Rewrite everything from the line containing "Note: point at the handbag" down to the end of the items, swapping "dropping one pin" for "placing one marker" and keeping all else unchanged.

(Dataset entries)

----------------

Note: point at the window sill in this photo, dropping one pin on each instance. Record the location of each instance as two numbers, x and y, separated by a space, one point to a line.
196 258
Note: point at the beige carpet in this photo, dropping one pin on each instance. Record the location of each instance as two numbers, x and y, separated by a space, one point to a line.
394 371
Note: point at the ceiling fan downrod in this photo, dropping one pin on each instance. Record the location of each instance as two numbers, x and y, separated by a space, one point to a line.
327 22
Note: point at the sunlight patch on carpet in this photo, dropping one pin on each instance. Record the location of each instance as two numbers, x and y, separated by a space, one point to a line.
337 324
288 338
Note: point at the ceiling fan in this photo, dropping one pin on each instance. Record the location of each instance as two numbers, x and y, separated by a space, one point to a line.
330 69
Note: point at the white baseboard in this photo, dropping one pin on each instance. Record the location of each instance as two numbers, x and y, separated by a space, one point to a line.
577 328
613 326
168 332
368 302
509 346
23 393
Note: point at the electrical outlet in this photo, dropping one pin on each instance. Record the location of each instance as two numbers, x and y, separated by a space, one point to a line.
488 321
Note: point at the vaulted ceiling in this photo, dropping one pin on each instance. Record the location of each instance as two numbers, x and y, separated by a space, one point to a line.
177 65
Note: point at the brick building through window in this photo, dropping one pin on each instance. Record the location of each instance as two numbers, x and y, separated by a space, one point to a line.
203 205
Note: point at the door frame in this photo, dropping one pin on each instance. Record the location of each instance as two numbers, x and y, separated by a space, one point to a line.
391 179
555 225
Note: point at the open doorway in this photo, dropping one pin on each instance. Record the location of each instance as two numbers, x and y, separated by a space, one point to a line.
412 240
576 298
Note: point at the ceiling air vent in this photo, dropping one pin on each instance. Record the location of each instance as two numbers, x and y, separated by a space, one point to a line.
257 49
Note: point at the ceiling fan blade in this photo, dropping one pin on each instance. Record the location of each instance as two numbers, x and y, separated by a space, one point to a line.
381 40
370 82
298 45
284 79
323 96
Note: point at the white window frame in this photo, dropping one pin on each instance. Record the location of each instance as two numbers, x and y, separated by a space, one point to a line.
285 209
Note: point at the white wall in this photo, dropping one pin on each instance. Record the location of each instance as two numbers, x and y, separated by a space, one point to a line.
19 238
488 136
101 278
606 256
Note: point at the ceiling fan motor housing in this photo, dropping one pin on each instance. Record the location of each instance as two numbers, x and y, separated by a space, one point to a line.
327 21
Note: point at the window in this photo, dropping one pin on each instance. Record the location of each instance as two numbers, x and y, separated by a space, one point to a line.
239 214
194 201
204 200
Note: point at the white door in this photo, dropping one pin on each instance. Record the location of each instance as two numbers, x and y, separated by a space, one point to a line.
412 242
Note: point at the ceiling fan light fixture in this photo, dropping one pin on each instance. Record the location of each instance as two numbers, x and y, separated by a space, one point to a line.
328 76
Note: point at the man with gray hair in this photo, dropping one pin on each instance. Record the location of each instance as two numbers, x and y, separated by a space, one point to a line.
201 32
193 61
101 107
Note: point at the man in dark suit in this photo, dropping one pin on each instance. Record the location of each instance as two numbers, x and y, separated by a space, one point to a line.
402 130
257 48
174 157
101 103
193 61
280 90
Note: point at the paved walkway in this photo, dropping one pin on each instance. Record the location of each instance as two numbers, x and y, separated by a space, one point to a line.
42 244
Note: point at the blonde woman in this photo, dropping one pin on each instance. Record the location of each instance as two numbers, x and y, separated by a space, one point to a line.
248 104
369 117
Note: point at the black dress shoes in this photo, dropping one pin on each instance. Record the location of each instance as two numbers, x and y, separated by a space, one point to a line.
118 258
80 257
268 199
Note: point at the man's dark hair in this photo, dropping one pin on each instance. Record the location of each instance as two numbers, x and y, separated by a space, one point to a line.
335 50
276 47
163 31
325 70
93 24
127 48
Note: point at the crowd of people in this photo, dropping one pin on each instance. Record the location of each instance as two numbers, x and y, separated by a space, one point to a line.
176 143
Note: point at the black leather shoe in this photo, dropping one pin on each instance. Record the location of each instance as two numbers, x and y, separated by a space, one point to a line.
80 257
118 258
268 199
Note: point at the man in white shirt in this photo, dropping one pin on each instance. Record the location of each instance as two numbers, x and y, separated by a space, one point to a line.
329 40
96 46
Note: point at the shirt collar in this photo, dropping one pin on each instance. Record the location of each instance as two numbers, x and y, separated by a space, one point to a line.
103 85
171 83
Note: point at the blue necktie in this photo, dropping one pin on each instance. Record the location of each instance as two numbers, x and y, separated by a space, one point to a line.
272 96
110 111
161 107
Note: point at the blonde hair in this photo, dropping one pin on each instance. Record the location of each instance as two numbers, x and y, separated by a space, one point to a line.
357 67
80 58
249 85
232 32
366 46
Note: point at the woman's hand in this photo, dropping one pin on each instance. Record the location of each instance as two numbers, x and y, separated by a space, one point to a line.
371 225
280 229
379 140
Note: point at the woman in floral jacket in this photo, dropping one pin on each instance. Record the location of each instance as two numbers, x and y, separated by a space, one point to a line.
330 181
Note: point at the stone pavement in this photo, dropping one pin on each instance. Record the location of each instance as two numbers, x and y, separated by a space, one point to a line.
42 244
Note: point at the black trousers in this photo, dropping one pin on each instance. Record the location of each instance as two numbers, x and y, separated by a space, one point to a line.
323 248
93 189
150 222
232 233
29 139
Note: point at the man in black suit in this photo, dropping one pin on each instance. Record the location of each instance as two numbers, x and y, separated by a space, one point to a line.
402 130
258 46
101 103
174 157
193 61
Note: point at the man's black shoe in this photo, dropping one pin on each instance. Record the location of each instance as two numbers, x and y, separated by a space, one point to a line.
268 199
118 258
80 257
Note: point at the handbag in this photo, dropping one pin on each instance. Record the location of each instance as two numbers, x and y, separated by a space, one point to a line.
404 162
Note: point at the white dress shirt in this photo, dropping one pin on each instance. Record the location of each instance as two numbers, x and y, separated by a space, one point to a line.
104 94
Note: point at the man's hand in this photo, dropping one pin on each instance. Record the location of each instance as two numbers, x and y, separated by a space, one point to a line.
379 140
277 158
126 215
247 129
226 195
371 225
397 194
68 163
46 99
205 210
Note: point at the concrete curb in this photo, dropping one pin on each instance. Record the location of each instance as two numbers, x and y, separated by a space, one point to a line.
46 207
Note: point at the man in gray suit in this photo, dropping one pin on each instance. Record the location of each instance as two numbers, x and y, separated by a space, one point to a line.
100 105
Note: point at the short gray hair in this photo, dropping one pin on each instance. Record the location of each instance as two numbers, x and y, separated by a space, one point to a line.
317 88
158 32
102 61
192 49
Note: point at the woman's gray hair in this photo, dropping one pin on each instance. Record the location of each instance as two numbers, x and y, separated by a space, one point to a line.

----------------

Right answer:
Note: point at the handbag in this photo, placing one marker on each instance. Record the location of each instance as two numbers, x and y, separated by a space, one point to a line.
404 162
Note: point at the white dress shirt in this photo, placing one marker on each instance. Record the location of each instance as two numbers, x and y, separated by a space, one point to a line.
104 94
Note: point at the man's hand in this photo, placing one marker on each instance. Record the location of each instance as two numbers, x and y, separated by a space, one point to a line.
379 140
277 158
126 215
247 129
226 195
371 225
397 194
68 163
46 99
205 210
Note: point at the concrete curb in this photo, placing one marker on each instance. Record the location of each instance as two numbers, x and y, separated by a space, one point to a line.
46 207
Note: point at the man in gray suit in this photo, placing one marker on each instance. Record the location of each instance as two numbers, x and y, separated by a space, one point to a line.
100 105
Note: point at the short gray hair in this photo, placing one marker on each instance. Record the location of each instance as two numbers, x and y, separated by a space, one point to a line.
317 88
158 32
102 61
192 49
Note: point at the woman's gray hair in this photo, placing one marker on each instance. Record the location of each instance as two numbers, x and y, separated by a space, one point to a line.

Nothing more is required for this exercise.